WHAT THIS TASK INVOLVES —
Filter the entries below down to the lines that contain the string "road".

# # # #

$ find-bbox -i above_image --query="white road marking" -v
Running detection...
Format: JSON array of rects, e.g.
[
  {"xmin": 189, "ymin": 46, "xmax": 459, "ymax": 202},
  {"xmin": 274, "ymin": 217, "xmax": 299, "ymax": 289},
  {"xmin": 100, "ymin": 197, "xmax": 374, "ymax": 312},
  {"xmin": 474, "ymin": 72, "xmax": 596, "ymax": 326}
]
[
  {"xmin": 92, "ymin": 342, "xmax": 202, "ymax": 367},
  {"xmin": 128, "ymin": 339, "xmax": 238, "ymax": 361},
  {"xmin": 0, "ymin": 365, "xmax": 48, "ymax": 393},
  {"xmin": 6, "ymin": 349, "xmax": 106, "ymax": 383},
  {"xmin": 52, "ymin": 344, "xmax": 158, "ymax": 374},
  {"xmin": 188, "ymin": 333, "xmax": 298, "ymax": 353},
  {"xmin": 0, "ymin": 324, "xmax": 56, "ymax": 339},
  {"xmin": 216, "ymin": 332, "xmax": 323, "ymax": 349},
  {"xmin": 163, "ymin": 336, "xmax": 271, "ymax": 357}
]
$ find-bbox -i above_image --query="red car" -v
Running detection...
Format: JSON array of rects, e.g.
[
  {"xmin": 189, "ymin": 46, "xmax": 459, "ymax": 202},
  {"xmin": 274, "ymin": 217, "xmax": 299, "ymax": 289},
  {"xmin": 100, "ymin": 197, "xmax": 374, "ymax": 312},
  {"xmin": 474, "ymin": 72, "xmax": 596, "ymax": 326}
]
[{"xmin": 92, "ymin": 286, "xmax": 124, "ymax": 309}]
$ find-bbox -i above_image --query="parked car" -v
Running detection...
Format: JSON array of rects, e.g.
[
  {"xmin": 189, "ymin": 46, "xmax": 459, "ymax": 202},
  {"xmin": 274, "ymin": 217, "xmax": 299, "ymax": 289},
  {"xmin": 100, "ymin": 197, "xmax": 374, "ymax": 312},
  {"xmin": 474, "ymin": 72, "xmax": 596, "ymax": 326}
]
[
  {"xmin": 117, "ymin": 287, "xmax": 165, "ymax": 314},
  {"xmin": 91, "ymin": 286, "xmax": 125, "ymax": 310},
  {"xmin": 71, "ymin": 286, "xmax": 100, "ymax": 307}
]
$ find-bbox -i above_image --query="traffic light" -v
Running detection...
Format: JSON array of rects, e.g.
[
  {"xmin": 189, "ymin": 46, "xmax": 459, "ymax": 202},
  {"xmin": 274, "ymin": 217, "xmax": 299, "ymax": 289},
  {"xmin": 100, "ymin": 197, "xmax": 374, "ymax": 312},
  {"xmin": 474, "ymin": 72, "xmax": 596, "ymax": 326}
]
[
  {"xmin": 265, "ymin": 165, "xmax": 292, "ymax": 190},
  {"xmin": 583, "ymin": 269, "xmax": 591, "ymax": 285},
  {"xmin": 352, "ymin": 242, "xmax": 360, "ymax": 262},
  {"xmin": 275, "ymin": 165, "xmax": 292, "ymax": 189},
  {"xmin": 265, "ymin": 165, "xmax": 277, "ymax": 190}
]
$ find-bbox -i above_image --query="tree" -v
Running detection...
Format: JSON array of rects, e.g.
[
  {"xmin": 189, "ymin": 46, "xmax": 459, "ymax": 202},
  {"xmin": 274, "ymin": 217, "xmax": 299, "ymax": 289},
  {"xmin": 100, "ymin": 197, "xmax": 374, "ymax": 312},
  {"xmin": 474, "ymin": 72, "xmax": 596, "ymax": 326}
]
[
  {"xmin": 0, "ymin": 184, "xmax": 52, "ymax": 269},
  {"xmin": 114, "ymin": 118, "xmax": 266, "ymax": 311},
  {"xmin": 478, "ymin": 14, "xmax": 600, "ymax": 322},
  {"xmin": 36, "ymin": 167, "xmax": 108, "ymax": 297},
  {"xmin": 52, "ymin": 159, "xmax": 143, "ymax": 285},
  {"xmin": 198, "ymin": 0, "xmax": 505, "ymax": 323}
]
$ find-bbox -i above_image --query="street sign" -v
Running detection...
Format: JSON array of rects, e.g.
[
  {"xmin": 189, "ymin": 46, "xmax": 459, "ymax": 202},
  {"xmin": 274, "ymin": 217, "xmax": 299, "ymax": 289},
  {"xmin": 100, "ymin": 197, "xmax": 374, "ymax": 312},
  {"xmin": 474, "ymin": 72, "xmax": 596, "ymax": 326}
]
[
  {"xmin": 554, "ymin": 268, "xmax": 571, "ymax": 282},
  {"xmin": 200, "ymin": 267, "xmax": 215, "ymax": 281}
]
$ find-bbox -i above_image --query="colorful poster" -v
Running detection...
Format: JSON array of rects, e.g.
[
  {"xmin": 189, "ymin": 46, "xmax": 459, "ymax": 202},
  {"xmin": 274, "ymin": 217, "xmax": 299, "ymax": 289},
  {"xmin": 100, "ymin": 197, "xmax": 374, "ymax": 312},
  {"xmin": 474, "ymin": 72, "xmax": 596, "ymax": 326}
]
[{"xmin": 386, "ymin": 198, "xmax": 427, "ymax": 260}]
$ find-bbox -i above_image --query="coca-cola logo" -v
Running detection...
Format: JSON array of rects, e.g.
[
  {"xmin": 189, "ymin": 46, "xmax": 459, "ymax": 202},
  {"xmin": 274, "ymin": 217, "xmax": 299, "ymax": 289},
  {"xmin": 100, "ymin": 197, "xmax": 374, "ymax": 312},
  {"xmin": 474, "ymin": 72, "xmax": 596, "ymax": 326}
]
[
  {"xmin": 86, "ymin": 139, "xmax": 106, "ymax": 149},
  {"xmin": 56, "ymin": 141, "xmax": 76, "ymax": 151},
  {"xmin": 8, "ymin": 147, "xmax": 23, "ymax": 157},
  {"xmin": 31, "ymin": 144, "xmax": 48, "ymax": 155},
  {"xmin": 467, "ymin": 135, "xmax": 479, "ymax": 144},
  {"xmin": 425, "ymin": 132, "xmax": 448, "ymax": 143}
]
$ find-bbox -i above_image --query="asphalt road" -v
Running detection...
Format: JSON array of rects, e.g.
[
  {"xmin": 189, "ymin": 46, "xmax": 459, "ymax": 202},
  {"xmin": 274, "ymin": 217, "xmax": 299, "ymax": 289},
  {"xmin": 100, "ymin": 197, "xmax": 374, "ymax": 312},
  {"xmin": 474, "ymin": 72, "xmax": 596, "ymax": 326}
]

# # # #

ANSWER FOR THE TASK —
$ find-bbox -i above_image --query="white road marking" -v
$ find-bbox -i above_image --query="asphalt road" -v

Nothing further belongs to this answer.